WHAT YOU WILL DO
Everything in the listing below has to be repeated exactly, except the pictures.

DATA UNDER STUDY
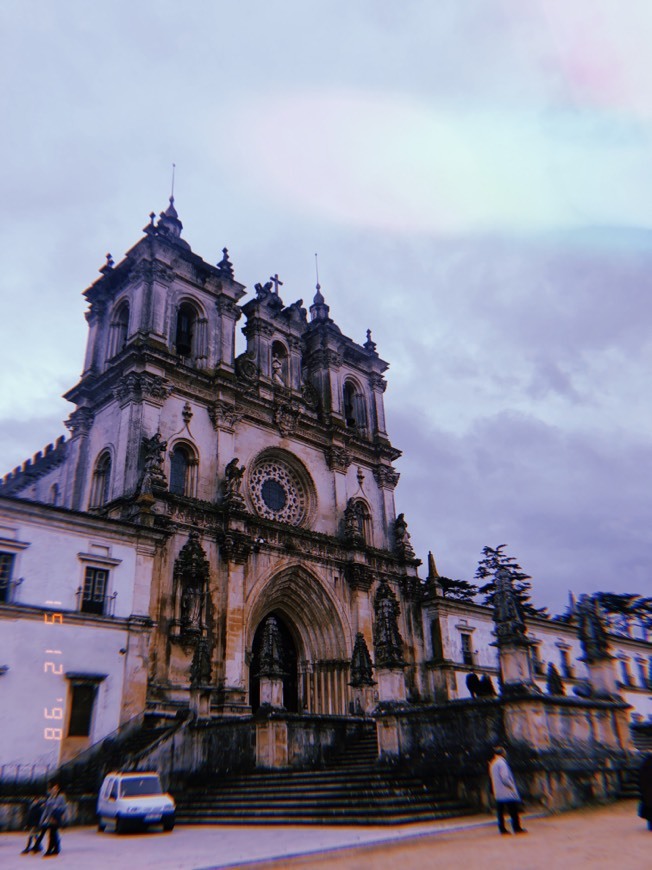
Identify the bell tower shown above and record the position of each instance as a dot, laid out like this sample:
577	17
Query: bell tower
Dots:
161	329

RESPONSE TO THIS TASK
Identify the bell tower shown above and record the position of each instance as a dot, laid out like this sample:
577	17
Query: bell tower
Dots:
161	329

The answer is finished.